Referring expression data

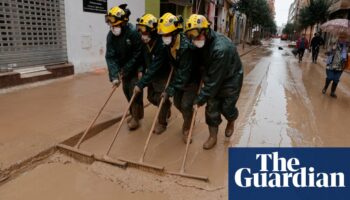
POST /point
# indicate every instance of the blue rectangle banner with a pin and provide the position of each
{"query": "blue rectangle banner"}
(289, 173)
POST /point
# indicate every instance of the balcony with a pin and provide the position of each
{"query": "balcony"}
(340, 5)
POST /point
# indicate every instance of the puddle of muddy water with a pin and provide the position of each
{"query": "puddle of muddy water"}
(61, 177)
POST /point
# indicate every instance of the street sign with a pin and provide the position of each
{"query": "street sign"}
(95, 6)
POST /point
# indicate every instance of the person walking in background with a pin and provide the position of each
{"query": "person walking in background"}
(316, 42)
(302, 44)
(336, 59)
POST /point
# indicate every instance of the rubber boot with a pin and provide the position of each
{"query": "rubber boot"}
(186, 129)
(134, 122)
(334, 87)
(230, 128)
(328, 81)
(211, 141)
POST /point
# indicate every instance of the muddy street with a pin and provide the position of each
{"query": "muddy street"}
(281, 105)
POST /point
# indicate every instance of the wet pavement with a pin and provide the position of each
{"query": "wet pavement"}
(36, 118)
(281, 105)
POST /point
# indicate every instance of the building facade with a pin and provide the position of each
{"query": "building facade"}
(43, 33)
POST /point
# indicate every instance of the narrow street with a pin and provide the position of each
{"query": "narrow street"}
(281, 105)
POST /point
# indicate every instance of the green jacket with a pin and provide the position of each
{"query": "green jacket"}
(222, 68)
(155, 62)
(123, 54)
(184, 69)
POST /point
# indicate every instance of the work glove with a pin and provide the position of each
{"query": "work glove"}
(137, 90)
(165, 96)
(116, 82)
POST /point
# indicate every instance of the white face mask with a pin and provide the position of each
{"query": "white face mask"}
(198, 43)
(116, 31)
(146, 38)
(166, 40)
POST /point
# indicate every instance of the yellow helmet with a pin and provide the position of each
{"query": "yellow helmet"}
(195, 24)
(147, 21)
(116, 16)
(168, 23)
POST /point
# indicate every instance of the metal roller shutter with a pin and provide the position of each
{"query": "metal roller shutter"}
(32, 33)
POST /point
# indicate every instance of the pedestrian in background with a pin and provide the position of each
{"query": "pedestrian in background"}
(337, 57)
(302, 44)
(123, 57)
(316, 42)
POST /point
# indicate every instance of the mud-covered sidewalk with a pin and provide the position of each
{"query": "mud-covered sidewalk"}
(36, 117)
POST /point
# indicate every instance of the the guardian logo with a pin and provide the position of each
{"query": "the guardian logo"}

• **About this task**
Leave out every picture and copy the rest of the records exactly.

• **Answer to this exercise**
POST /point
# indicate every instance of the blue rectangle banner with a pin and provide the position of each
{"query": "blue rectangle banner"}
(289, 173)
POST /point
# indicate every instance of the balcony with a pin and provide the position of each
{"query": "balcony"}
(340, 5)
POST /point
# indicate every instance of the puddle of muddy water with a pin and provide the position of each
{"query": "puddle of muddy water"}
(61, 177)
POST /point
# indicate every instance of the street sign with a pin and provide the position of each
{"query": "street sign"}
(95, 6)
POST /point
# indicate every instance of the person walking in background with a pin and provide the position of each
{"query": "person walking in background"}
(316, 42)
(302, 44)
(336, 59)
POST /point
# indicate every instance of the rubber boot with a pin and provide the position of each
{"query": "rubber boot"}
(186, 129)
(134, 122)
(334, 87)
(230, 128)
(328, 81)
(211, 141)
POST /point
# indicate every instance of the muddy street with a pin and provide the position of each
{"query": "muddy street"}
(281, 105)
POST /point
# indicate every instance of the wet pavement with a pin and provide the position of each
{"query": "wet pavement"}
(36, 118)
(281, 105)
POST /point
# indicate every instance of the building facade with a pin and provide the position of each
{"query": "building facade"}
(43, 33)
POST /point
# indicate every instance of the narrow street with a pin and provide the position of each
{"query": "narrow street"}
(281, 105)
POST /point
# indicate every instance of the green jacket with a pin and provide the position of each
{"query": "green jacket"}
(222, 68)
(155, 62)
(123, 54)
(184, 69)
POST /point
# indicate every instance of the work glove with a pin and provide the position of each
{"query": "work glove"}
(137, 90)
(165, 96)
(116, 82)
POST /point
# indicate every instance of the white face mask with a pin and provide the position of each
{"query": "white face mask"}
(198, 43)
(116, 31)
(146, 38)
(166, 40)
POST /point
# indicate every instance of the yellow helmet with a pin and provide the position of each
{"query": "yellow helmet"}
(195, 24)
(147, 21)
(116, 16)
(168, 23)
POST /point
# indicate every instance of the metal roller shutter with a pin and provide the position of each
{"query": "metal roller shutter"}
(32, 33)
POST /point
# indicate every instance of the pedestrian in background with a pin and provide the position of each
{"query": "pedestrian in background"}
(337, 57)
(302, 44)
(123, 57)
(316, 42)
POST /point
# indicate every instance of the mud-covered sidewalk with a pin and provide the position of each
{"query": "mud-covered sidewalk"}
(36, 117)
POST /point
# indicate every instance of the the guardian logo with a pin and provide the position of each
{"query": "the guardian logo"}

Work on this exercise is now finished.